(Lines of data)
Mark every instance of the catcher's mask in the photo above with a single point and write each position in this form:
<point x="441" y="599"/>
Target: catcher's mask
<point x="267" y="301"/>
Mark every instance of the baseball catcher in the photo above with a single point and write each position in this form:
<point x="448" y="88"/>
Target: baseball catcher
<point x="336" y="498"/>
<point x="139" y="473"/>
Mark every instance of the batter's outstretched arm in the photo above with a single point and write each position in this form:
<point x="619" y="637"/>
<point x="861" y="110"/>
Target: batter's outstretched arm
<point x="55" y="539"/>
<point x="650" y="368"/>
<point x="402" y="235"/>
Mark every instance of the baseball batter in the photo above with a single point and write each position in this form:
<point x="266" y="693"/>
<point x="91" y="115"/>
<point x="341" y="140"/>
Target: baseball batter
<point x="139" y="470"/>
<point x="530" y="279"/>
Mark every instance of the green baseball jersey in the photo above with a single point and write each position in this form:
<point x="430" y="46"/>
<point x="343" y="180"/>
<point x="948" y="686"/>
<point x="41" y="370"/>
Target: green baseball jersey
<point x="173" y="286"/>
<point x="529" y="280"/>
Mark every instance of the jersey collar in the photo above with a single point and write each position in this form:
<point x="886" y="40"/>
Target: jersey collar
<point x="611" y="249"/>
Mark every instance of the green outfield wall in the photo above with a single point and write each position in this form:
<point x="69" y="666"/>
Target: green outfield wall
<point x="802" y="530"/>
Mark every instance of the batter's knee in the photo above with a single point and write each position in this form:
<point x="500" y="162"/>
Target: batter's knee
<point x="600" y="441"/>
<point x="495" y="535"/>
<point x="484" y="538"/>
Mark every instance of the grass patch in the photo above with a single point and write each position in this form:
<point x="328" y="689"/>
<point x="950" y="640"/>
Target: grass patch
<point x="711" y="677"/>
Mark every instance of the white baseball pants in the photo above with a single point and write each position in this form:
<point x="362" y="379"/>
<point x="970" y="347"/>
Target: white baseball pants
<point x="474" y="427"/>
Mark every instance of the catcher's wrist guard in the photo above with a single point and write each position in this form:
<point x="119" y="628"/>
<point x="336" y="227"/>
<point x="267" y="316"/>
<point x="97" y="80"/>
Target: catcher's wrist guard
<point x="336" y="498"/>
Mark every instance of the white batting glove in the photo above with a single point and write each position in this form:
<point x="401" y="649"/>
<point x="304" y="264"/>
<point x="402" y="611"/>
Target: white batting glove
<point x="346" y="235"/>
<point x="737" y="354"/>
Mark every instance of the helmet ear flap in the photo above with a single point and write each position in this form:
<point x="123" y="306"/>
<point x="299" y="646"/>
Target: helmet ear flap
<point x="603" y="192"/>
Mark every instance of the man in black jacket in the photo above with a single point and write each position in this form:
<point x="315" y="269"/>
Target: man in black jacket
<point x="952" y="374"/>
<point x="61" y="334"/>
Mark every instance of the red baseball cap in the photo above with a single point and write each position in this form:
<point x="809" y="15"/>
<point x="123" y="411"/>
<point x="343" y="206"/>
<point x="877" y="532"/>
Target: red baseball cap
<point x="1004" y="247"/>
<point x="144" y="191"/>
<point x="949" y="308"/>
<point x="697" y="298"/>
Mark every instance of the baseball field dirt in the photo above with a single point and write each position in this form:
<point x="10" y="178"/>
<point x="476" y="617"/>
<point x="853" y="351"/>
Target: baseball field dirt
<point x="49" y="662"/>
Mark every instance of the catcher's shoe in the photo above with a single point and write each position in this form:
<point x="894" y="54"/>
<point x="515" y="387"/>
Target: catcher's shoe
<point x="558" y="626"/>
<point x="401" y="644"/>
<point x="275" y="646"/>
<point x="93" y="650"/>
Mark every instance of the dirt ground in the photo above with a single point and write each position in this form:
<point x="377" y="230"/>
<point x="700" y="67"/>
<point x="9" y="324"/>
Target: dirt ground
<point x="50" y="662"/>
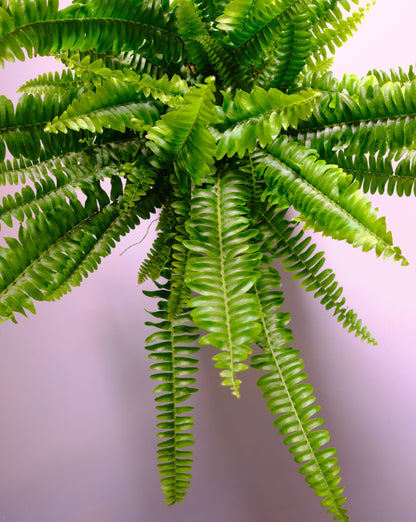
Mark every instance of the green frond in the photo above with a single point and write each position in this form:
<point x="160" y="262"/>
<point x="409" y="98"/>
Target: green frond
<point x="291" y="400"/>
<point x="332" y="31"/>
<point x="259" y="116"/>
<point x="253" y="23"/>
<point x="210" y="9"/>
<point x="290" y="55"/>
<point x="72" y="164"/>
<point x="53" y="82"/>
<point x="393" y="173"/>
<point x="222" y="270"/>
<point x="191" y="28"/>
<point x="327" y="198"/>
<point x="225" y="63"/>
<point x="111" y="26"/>
<point x="114" y="105"/>
<point x="22" y="129"/>
<point x="165" y="89"/>
<point x="57" y="249"/>
<point x="46" y="193"/>
<point x="130" y="60"/>
<point x="179" y="291"/>
<point x="363" y="117"/>
<point x="159" y="253"/>
<point x="173" y="368"/>
<point x="298" y="255"/>
<point x="181" y="137"/>
<point x="398" y="75"/>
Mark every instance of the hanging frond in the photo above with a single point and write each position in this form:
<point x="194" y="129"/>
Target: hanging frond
<point x="141" y="27"/>
<point x="291" y="400"/>
<point x="398" y="75"/>
<point x="332" y="31"/>
<point x="259" y="116"/>
<point x="56" y="82"/>
<point x="221" y="270"/>
<point x="290" y="55"/>
<point x="72" y="164"/>
<point x="46" y="192"/>
<point x="371" y="118"/>
<point x="394" y="173"/>
<point x="327" y="198"/>
<point x="298" y="255"/>
<point x="174" y="136"/>
<point x="179" y="291"/>
<point x="192" y="29"/>
<point x="159" y="253"/>
<point x="174" y="368"/>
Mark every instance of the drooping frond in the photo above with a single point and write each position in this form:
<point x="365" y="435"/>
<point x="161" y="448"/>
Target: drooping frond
<point x="174" y="136"/>
<point x="159" y="253"/>
<point x="47" y="192"/>
<point x="253" y="23"/>
<point x="290" y="55"/>
<point x="174" y="367"/>
<point x="221" y="270"/>
<point x="298" y="255"/>
<point x="332" y="31"/>
<point x="210" y="9"/>
<point x="22" y="129"/>
<point x="192" y="29"/>
<point x="179" y="290"/>
<point x="398" y="75"/>
<point x="363" y="117"/>
<point x="393" y="173"/>
<point x="327" y="198"/>
<point x="58" y="83"/>
<point x="259" y="116"/>
<point x="55" y="251"/>
<point x="139" y="26"/>
<point x="291" y="400"/>
<point x="114" y="105"/>
<point x="72" y="164"/>
<point x="165" y="89"/>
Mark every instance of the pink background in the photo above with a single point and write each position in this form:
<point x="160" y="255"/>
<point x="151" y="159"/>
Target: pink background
<point x="77" y="436"/>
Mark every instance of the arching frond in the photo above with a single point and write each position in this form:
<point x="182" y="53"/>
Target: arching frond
<point x="290" y="55"/>
<point x="259" y="116"/>
<point x="141" y="27"/>
<point x="174" y="136"/>
<point x="222" y="270"/>
<point x="332" y="31"/>
<point x="298" y="255"/>
<point x="159" y="254"/>
<point x="291" y="400"/>
<point x="366" y="118"/>
<point x="174" y="368"/>
<point x="327" y="198"/>
<point x="394" y="173"/>
<point x="398" y="75"/>
<point x="114" y="105"/>
<point x="58" y="83"/>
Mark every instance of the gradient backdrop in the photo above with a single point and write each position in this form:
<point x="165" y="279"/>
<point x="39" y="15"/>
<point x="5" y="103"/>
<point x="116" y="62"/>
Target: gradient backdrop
<point x="77" y="435"/>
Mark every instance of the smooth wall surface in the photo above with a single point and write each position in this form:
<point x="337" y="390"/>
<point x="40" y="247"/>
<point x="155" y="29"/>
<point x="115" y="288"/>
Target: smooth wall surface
<point x="77" y="431"/>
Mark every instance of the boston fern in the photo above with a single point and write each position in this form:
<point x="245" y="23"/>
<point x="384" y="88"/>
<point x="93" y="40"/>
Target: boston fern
<point x="224" y="119"/>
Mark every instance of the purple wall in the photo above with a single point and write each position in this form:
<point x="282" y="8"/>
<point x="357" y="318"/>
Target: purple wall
<point x="77" y="436"/>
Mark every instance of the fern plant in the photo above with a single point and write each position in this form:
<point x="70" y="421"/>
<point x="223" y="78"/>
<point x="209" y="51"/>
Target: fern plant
<point x="220" y="117"/>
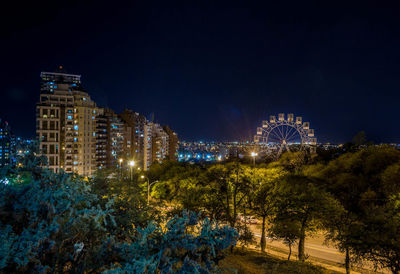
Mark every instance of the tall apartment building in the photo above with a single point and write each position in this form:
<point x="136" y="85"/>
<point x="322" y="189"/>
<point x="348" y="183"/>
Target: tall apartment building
<point x="65" y="123"/>
<point x="160" y="143"/>
<point x="101" y="139"/>
<point x="115" y="138"/>
<point x="134" y="144"/>
<point x="173" y="145"/>
<point x="7" y="144"/>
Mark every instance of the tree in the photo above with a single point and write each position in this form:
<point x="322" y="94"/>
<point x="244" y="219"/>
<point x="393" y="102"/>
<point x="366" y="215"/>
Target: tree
<point x="303" y="202"/>
<point x="50" y="223"/>
<point x="265" y="181"/>
<point x="229" y="186"/>
<point x="57" y="223"/>
<point x="364" y="183"/>
<point x="185" y="245"/>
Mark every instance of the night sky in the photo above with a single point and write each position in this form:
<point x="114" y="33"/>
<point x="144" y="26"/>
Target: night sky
<point x="212" y="71"/>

**AIM OF THE EXERCISE**: Take the line that contains "Mark every instance of the fern" and all lines after it to the end of the material above, and copy them verbatim without any images.

**CORRECT ANSWER**:
Mark every instance of the fern plant in the photo above with a single point and write each position in this form:
<point x="70" y="421"/>
<point x="223" y="78"/>
<point x="209" y="51"/>
Target: fern plant
<point x="220" y="117"/>
Mark every instance of the tall apartment building in the photo above with a single point and write each position in this form:
<point x="136" y="85"/>
<point x="322" y="189"/>
<point x="348" y="183"/>
Target: tall apartment building
<point x="65" y="123"/>
<point x="160" y="143"/>
<point x="101" y="139"/>
<point x="115" y="138"/>
<point x="134" y="144"/>
<point x="173" y="145"/>
<point x="7" y="144"/>
Mark every instance of the tree in the photo above with a single point and write each position in this form:
<point x="322" y="94"/>
<point x="244" y="219"/>
<point x="393" y="102"/>
<point x="366" y="215"/>
Target: tree
<point x="303" y="202"/>
<point x="50" y="223"/>
<point x="265" y="181"/>
<point x="229" y="186"/>
<point x="57" y="223"/>
<point x="364" y="183"/>
<point x="185" y="245"/>
Mark every instance of the night sky in the photo above with a single point and write each position in this form:
<point x="114" y="33"/>
<point x="144" y="26"/>
Target: night sky
<point x="212" y="71"/>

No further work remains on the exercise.